Health minister to consider stronger warnings of cancer link to breast implants

Calls for stronger warnings about the cancer risk linked to breast implants will be considered by the Government.

Health minister Maria Caulfield pledged to examine suggestions for the UK to follow the United States in issuing a “black box” warning on breast implant packaging.

This includes reference to a possible link between implants and a rare type of cancer of the immune system known as breast implant-associated anaplastic large cell lymphoma (BIA-ALCL).

Labour MP Fleur Anderson (Putney) had asked the minister to review both the link with cancer and the NHS guidance, advising that clearly explaining it would avoid GPs and patients making a diagnosis too late.

Prime Minister’s Questions
Health minister Maria Caulfield (PA)

The exchanges came during a Commons adjournment debate on support for women affected by the PIP (Poly Implant Prostheses) breast implant scandal.

PIP implants were withdrawn from the UK market in 2010 after it was found they had been filled with non-medical grade silicone intended for use in mattresses.

Estimates suggest as many as 47,000 women in the UK were fitted with the implants, and a UK government-ordered report in June 2012 found the implants were made from an unauthorised silicone filler and ruptured at twice the rate of other implants.

Ms Caulfield told the Commons: “I absolutely take (Ms Anderson’s) point about making that information more readily available and I will take away her point about the black box labels that the FDA (Food and Drug Administration) is using in the US to see if we do need to improve the information available for women.

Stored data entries
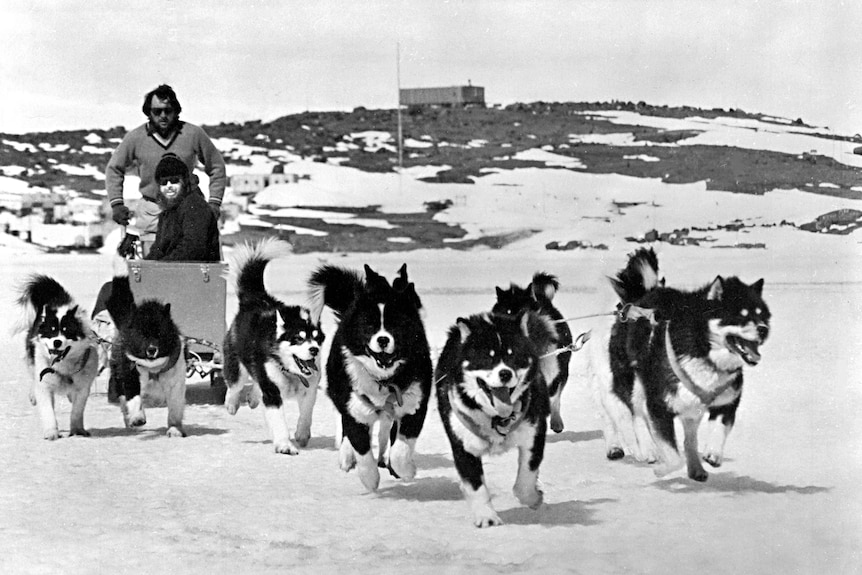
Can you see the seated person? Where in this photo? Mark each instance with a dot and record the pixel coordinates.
(188, 229)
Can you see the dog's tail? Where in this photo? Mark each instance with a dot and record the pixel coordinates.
(544, 286)
(36, 292)
(639, 276)
(335, 287)
(249, 261)
(121, 302)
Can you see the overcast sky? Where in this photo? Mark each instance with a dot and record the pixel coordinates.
(82, 64)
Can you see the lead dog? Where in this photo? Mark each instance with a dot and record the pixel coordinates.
(493, 397)
(60, 352)
(379, 366)
(148, 356)
(276, 344)
(677, 353)
(539, 297)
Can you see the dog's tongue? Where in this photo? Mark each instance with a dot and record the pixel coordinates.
(502, 400)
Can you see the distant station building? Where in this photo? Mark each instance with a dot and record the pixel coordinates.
(468, 95)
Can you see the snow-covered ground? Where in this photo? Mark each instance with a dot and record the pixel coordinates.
(220, 501)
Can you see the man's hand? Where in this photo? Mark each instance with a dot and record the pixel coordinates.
(121, 214)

* **To do**:
• a. Render the sentence "Calls for stronger warnings about the cancer risk linked to breast implants will be considered by the Government." from the breast implant article in Spanish.
• b. Which abbreviations does the breast implant article spell out in full? Give each one with its expansion.
• c. Proceed with the breast implant article, picking up after its final sentence.

* **Per-task answers**:
• a. Los llamamientos a reforzar las advertencias sobre el riesgo de cáncer vinculado a los implantes mamarios serán estudiados por el Gobierno.

• b.
BIA-ALCL: breast implant-associated anaplastic large cell lymphoma
PIP: Poly Implant Prostheses
FDA: Food and Drug Administration

• c.
“Because any breast implant has the potential to cause a very rare form of non-Hodgkin’s lymphoma called breast implant-associated anaplastic large cell lymphoma.

“It’s not a breast cancer but a very rare form of non-Hodgkin’s lymphoma that grows in response to the body’s reaction to a breast implant.

“So it’s not specifically related to PIP, it can actually be a small risk for any breast implant.

“The MHRA has issued guidance for people with breast implants but I take (Ms Anderson’s) point that women need to be informed of that small risk when deciding to go for a cosmetic procedure and that’s something that we’ll certainly follow up after this debate.”

Opening the debate, Ms Anderson said doctors estimate that “unless action is taken there will be a peak in implant-related cancer deaths in 2026”.

After she warned women have been “suffering and dying in silence”, Ms Anderson raised cases of BIA-ALCL.

She said: “Susan Grieve, a mother of two young children, was the first person in the UK to have been recorded as dying from BIA-ALCL in 2013.

“As of December 31 2021, the MHRA has received 81 reports of confirmed BIA-ALCL.”

Ms Anderson also noted: “There’s a long list of peer-reviewed papers … which evidences the link with cancer in the UK and also internationally.

“But the NHS website mentions six times that there’s no cause for concern for women with PIP implants.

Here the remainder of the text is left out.